Nothing but the lines from the one that contains "In this exercise you will locate the wooden table" to the end of the records should be printed, both ends included, exactly as given.

Given entries Start Marker

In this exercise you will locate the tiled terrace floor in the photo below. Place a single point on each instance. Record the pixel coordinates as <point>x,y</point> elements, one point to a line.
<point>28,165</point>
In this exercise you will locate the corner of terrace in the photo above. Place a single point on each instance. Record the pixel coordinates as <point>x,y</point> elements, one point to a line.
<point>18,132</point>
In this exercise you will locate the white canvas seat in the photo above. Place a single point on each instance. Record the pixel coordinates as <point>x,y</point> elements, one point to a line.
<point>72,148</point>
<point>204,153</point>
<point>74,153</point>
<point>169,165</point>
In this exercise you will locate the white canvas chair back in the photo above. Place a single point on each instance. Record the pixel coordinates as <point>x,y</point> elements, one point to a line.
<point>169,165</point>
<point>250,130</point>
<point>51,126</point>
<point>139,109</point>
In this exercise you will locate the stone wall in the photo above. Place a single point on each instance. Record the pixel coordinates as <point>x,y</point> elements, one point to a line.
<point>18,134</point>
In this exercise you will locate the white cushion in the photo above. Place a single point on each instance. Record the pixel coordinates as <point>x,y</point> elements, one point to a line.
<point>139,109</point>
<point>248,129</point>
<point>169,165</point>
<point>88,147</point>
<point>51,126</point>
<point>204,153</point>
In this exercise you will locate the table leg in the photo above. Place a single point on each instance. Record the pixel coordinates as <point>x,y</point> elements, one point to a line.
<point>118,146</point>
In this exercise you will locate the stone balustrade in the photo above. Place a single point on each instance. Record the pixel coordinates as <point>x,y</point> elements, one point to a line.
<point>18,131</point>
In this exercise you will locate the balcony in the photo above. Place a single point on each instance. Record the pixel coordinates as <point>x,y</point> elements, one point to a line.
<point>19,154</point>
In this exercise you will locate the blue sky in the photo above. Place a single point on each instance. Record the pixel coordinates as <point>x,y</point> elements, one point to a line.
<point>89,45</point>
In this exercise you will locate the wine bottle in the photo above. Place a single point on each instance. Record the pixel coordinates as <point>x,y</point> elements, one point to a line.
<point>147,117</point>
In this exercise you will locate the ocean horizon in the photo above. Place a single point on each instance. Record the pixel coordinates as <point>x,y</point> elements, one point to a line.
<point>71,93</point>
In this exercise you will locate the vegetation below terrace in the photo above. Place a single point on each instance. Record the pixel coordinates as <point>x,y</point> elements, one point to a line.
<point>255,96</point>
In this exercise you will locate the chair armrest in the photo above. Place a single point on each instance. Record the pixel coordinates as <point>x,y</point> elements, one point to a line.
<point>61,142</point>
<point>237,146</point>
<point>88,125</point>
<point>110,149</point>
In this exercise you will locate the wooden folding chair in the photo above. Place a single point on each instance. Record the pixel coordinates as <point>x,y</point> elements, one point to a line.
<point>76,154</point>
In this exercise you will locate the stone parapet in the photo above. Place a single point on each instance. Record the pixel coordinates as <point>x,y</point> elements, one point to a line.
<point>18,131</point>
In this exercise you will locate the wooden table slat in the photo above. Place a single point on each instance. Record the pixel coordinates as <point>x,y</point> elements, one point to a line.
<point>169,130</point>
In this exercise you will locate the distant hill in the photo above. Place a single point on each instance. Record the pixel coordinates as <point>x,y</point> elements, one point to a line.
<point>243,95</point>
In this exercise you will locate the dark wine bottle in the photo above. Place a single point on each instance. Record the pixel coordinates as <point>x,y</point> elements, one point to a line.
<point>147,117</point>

Given entries End Marker

▶ Reply to the task:
In this exercise you will locate the wooden table slat in the photo above. Place a single point on each instance. Record the pixel coordinates as <point>x,y</point> elements, one point to a line.
<point>169,130</point>
In this exercise you will locate the distant hill in the photo above. Place a single point on each instance. Record the pixel coordinates as <point>x,y</point> elements, one point to a line.
<point>243,95</point>
In this exercise you will locate the dark wine bottle in the photo above. Place a single point on each instance. Record the pixel coordinates as <point>x,y</point> elements, one point to a line.
<point>147,117</point>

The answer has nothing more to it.